# DATA SHOWN
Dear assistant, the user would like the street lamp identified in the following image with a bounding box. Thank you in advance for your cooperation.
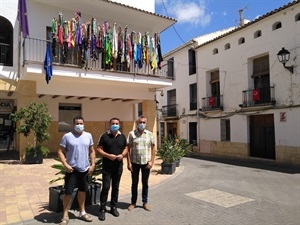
[277,48,294,73]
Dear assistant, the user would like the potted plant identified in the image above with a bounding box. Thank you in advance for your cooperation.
[157,135,178,174]
[49,158,102,212]
[11,102,52,163]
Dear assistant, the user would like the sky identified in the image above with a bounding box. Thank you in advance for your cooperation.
[155,0,292,54]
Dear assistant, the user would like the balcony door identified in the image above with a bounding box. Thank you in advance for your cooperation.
[167,89,177,117]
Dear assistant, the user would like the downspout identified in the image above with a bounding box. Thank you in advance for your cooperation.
[195,41,200,153]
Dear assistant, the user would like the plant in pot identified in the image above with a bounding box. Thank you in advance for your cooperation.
[156,135,178,174]
[49,158,102,212]
[11,102,52,164]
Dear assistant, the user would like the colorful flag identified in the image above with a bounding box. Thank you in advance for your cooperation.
[18,0,29,38]
[44,42,52,84]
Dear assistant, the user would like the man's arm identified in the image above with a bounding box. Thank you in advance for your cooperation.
[57,146,74,173]
[89,145,96,173]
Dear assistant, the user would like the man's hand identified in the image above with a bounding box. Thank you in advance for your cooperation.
[108,154,117,161]
[146,161,153,169]
[88,164,95,174]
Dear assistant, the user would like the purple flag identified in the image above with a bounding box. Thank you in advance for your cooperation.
[44,43,52,84]
[18,0,29,38]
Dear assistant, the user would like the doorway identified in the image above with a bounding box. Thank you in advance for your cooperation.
[250,114,275,159]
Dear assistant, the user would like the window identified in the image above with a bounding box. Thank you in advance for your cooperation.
[252,55,271,104]
[167,89,177,116]
[225,43,230,50]
[239,37,245,45]
[167,58,174,78]
[189,122,197,146]
[272,22,282,30]
[0,16,13,66]
[189,49,196,75]
[58,103,81,132]
[190,83,197,110]
[209,70,221,108]
[221,119,230,141]
[213,48,219,55]
[254,30,262,38]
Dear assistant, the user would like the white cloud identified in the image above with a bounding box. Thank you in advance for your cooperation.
[164,0,211,27]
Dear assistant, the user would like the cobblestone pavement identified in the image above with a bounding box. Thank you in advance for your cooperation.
[1,157,300,225]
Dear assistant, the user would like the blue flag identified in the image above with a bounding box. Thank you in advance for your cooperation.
[44,42,52,84]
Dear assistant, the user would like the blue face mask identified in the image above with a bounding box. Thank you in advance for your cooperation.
[110,124,120,132]
[75,124,84,133]
[139,123,146,130]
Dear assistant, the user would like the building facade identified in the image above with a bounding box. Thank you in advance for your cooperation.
[0,0,176,159]
[156,1,300,164]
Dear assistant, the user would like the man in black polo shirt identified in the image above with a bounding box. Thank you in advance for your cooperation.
[97,118,128,221]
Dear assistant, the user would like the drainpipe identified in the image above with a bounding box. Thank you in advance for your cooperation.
[195,41,200,152]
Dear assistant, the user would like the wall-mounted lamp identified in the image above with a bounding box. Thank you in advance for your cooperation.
[277,48,294,73]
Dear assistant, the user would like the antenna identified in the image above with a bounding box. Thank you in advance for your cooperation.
[239,6,248,26]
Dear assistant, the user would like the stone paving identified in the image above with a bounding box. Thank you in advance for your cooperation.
[0,157,300,225]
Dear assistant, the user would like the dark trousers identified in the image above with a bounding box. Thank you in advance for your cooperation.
[131,163,150,204]
[100,165,123,209]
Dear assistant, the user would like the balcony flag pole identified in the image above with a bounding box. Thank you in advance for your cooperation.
[18,0,29,38]
[17,0,29,78]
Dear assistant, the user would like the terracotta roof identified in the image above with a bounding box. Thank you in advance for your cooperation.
[103,0,177,22]
[195,0,300,49]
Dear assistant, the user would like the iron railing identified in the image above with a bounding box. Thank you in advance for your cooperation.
[162,105,178,117]
[240,86,276,107]
[23,38,167,77]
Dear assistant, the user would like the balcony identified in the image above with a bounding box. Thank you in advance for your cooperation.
[239,86,276,108]
[0,43,13,66]
[23,38,167,78]
[202,95,223,111]
[162,104,178,118]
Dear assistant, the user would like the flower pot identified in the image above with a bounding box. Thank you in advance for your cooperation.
[49,185,77,212]
[161,162,176,174]
[25,152,43,164]
[71,183,101,209]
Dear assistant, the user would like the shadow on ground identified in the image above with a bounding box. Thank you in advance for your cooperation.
[186,153,300,174]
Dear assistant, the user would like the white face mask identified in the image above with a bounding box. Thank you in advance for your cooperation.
[75,124,84,133]
[138,123,146,130]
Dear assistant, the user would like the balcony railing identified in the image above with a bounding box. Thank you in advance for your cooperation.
[0,43,13,66]
[240,86,276,107]
[162,105,178,117]
[23,38,167,77]
[202,95,223,111]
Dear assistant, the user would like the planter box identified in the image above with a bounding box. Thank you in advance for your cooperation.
[71,183,101,209]
[49,185,77,212]
[25,152,43,164]
[49,183,101,212]
[161,162,176,174]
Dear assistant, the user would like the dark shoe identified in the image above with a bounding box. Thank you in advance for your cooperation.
[98,209,105,221]
[143,203,151,211]
[110,207,120,217]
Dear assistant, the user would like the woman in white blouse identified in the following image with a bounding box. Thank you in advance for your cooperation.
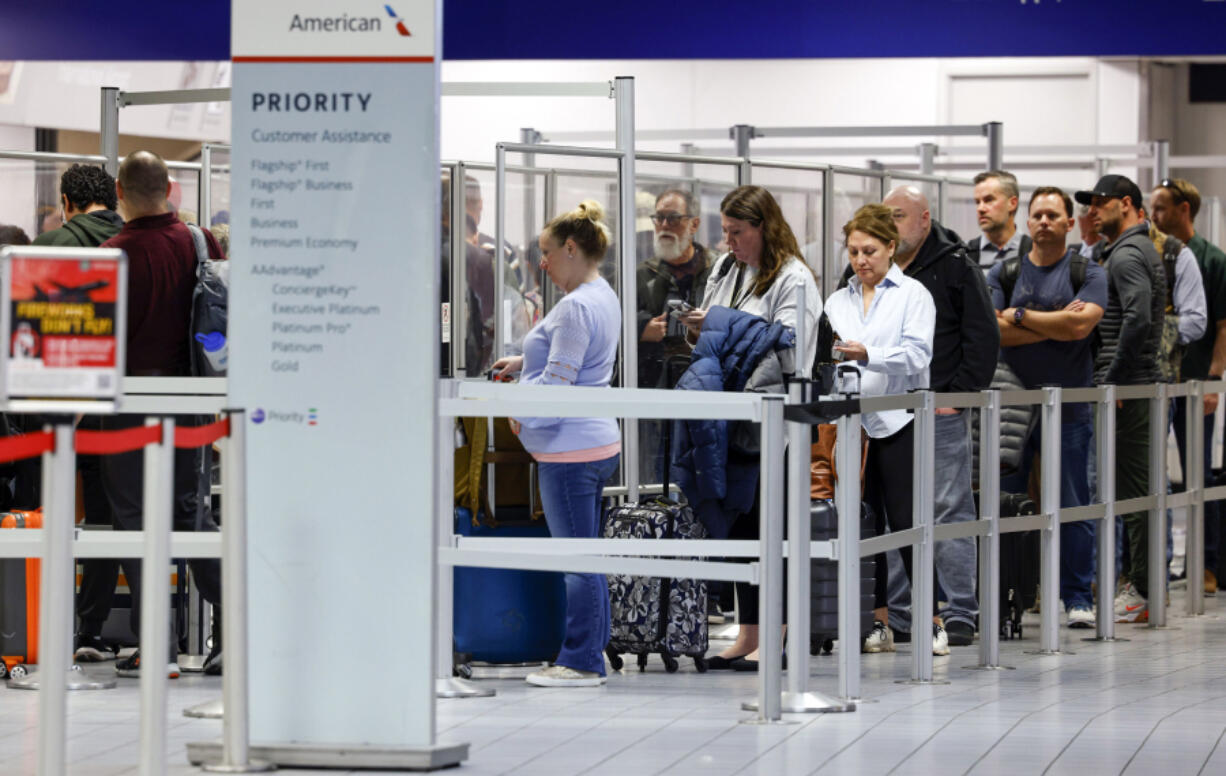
[826,205,937,652]
[680,186,821,671]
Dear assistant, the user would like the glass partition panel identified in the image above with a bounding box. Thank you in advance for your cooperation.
[0,159,60,243]
[457,164,546,376]
[170,167,200,223]
[942,180,980,240]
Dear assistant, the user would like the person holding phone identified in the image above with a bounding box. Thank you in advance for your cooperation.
[493,200,622,687]
[826,205,949,655]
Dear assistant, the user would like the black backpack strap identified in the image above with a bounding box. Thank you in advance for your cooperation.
[998,256,1021,302]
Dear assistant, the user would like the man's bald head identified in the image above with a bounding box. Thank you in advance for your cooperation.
[115,151,170,219]
[881,185,932,259]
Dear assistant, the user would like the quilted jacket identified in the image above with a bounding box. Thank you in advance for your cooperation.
[671,306,794,539]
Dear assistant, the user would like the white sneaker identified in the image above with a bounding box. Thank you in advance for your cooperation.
[527,666,607,687]
[863,620,894,653]
[1114,582,1137,617]
[932,623,949,657]
[1116,585,1149,623]
[1069,607,1096,628]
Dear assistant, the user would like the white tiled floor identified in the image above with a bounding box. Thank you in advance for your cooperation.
[0,590,1226,776]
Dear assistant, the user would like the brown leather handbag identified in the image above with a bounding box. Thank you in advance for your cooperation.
[809,423,868,500]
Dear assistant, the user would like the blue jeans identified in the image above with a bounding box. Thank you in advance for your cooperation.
[1000,407,1096,609]
[538,455,619,677]
[869,412,980,630]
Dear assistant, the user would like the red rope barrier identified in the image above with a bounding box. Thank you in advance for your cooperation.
[174,417,229,450]
[76,425,162,455]
[0,432,55,463]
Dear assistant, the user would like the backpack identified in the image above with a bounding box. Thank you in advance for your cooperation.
[186,223,229,378]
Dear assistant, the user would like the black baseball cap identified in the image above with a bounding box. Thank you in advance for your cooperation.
[1073,175,1143,207]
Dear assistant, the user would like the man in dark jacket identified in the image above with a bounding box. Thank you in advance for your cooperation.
[23,164,124,662]
[34,164,124,248]
[884,186,1000,653]
[636,189,715,483]
[1076,175,1166,623]
[98,151,222,677]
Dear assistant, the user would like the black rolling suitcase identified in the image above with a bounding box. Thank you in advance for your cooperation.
[809,499,877,655]
[1000,493,1038,639]
[603,422,707,673]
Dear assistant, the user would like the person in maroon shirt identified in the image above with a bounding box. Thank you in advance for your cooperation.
[93,151,223,677]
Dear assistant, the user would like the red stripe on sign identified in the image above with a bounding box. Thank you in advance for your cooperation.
[76,425,162,455]
[174,418,229,450]
[232,56,434,63]
[0,432,55,463]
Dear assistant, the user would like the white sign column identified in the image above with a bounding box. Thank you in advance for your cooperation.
[222,0,467,767]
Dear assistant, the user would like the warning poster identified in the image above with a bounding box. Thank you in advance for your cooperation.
[4,249,126,398]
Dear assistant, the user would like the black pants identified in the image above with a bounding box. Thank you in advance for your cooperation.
[81,414,222,658]
[864,423,915,608]
[728,452,787,625]
[76,416,119,637]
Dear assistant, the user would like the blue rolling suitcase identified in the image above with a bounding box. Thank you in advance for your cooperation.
[452,506,566,663]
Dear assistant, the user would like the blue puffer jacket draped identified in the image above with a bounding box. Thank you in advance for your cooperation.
[671,306,796,539]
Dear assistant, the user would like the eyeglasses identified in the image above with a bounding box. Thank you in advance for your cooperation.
[651,213,694,227]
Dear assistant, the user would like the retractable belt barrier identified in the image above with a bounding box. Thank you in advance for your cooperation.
[0,409,259,776]
[438,380,1226,721]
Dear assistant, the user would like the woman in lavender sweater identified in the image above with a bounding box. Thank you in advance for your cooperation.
[494,200,622,687]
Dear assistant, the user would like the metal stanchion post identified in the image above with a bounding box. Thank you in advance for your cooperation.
[38,423,76,776]
[434,380,494,698]
[1029,387,1062,655]
[835,414,868,701]
[1148,382,1167,628]
[901,391,949,684]
[140,418,174,776]
[203,409,273,774]
[781,377,858,712]
[967,390,1013,671]
[1086,385,1127,641]
[1186,380,1205,617]
[742,394,779,722]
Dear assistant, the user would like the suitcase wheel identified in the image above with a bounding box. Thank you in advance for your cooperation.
[604,649,625,671]
[660,652,680,673]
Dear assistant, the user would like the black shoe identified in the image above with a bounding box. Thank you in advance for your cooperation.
[706,655,745,671]
[72,634,115,663]
[945,620,975,646]
[732,653,787,672]
[201,645,222,677]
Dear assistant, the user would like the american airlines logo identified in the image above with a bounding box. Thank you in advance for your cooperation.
[289,5,413,38]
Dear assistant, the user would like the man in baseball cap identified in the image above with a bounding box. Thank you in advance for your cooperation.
[1076,175,1166,623]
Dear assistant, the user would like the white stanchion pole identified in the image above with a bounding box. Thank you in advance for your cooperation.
[1147,382,1167,628]
[901,391,948,684]
[835,414,868,705]
[434,380,494,698]
[38,422,76,776]
[203,409,273,774]
[140,418,174,776]
[742,395,785,722]
[1186,380,1205,617]
[967,390,1013,671]
[1086,385,1127,641]
[1034,387,1063,655]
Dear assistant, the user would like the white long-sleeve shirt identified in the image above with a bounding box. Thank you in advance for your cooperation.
[826,265,937,439]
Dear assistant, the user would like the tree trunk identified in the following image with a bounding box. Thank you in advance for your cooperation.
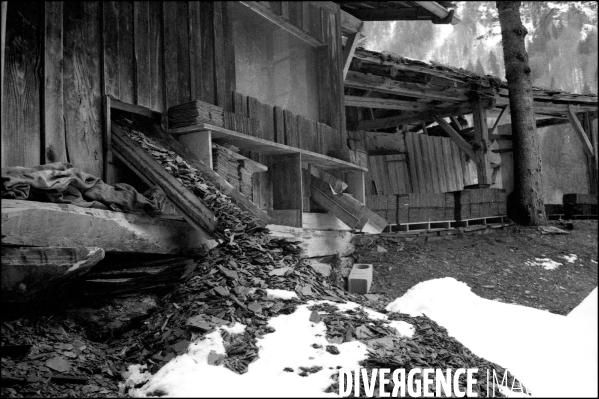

# WORK TO BE COMPLETED
Turn the stretch of records above, from the line containing "Dear assistant, the user would like the woman in white" through the line containing "[671,306,794,539]", into a numbered list, omitting blank lines and leaving the pictures out.

# EXERCISE RESULT
1. Dear assistant, the user would like the woman in white blouse identified in the following image with a bounding box. Thank you in advance for your cooperation.
2. [826,205,937,652]
3. [680,186,821,671]
4. Dear assistant, the user would like the glass partition panel identified in the image above with a bounding box. Thank you in advance for your cooperation.
5. [0,159,60,243]
6. [457,164,546,376]
7. [170,167,200,223]
8. [942,180,980,240]
9. Dear assistant, the user would like the person holding phone identified in the image above with a bounding box. Thank you in advance for your cooperation.
10. [493,200,622,687]
11. [826,205,949,655]
12. Dear assistant, the user would like the black backpack strap identified in the image above with a bounding box. Thank you in advance for your cooperation.
13. [998,256,1021,302]
14. Dear assistant, the user would like the man's bald head identified in the image above with a bounding box. Thank you in advance for your cooperation.
15. [115,151,170,219]
16. [881,185,932,259]
17. Dear assistant, the user would like the quilted jacket identified in the image above with a bounding box. Thank you in advance for your cooperation.
18. [671,306,794,539]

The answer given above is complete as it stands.